The request =>
Show each line of the items below that contains the string "sofa", reproducing every such line in full. Matching is case-sensitive.

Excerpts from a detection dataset
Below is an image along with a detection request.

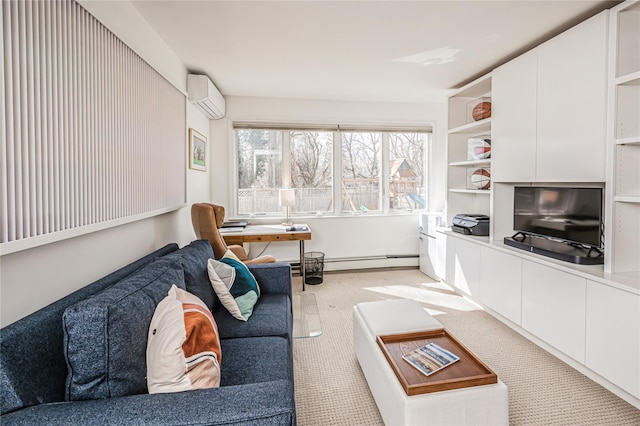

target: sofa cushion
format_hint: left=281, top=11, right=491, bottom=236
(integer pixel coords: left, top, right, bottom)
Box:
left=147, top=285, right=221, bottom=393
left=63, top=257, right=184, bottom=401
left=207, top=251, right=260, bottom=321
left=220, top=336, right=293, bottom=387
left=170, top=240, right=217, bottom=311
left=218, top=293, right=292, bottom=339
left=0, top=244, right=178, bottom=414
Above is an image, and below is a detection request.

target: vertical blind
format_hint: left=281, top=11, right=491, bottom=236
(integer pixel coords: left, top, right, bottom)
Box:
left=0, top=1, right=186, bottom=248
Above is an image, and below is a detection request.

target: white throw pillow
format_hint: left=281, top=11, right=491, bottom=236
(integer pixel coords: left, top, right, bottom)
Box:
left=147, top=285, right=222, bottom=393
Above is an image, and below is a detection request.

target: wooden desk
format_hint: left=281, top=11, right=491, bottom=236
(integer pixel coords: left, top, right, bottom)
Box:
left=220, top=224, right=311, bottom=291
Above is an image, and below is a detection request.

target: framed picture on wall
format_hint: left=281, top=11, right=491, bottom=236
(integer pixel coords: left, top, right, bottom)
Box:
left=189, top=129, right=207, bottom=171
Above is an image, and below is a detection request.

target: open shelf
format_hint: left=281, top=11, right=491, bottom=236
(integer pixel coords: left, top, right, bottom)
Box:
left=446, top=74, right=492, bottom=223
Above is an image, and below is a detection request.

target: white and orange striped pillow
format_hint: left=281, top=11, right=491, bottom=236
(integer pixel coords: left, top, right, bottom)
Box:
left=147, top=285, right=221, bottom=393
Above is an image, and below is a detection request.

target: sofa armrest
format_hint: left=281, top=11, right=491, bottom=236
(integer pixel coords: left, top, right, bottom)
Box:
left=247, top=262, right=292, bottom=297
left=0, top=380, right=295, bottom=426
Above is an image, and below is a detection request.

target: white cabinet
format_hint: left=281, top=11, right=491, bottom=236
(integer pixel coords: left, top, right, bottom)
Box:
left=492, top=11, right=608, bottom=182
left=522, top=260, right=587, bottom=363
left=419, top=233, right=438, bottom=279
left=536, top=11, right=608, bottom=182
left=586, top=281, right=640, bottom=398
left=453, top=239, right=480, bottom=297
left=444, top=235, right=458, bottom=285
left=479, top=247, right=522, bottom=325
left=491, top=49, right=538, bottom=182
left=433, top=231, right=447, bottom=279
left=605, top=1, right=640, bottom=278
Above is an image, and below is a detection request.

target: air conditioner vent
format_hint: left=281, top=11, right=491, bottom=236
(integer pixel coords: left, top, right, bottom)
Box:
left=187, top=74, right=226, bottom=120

...

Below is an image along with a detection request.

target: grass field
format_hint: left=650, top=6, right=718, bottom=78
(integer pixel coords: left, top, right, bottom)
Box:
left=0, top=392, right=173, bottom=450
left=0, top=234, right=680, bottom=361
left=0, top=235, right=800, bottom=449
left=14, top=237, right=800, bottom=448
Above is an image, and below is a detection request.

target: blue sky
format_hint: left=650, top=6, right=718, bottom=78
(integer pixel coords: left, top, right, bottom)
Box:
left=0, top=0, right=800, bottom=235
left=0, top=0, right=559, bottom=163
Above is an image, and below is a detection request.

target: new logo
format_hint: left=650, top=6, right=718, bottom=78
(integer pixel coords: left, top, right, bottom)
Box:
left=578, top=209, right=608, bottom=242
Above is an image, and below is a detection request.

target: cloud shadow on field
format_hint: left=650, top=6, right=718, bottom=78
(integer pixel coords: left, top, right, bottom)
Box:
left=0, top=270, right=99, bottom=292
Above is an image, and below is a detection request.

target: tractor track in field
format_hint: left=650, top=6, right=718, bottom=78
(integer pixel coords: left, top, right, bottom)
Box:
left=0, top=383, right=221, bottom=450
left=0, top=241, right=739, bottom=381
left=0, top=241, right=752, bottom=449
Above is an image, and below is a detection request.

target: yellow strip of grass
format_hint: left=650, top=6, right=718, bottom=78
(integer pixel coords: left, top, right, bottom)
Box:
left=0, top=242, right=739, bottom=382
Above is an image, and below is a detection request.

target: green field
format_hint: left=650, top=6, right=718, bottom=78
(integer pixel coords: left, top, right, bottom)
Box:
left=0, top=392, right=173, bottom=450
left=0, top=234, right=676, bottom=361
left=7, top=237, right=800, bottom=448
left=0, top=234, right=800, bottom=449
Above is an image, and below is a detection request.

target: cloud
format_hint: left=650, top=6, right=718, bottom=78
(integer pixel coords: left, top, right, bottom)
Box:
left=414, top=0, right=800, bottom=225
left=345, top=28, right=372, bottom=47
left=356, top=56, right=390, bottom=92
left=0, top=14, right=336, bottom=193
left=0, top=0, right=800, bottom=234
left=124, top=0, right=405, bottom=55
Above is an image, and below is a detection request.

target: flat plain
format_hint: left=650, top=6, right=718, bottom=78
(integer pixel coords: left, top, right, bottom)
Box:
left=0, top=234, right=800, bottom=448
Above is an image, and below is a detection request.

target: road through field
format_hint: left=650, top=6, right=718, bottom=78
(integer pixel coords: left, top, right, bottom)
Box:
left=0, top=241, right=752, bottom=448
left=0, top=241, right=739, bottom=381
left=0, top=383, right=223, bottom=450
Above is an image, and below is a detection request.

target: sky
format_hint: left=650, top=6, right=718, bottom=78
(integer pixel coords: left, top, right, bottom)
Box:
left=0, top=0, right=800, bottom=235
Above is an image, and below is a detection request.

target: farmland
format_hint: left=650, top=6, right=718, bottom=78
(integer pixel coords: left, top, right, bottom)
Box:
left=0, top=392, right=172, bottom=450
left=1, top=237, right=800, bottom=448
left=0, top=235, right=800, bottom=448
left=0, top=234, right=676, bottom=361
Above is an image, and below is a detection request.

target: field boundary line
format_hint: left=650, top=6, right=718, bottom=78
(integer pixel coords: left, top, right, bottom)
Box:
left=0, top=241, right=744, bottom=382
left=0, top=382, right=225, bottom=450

Task output =>
target: sofa cushion
target: sofa armrest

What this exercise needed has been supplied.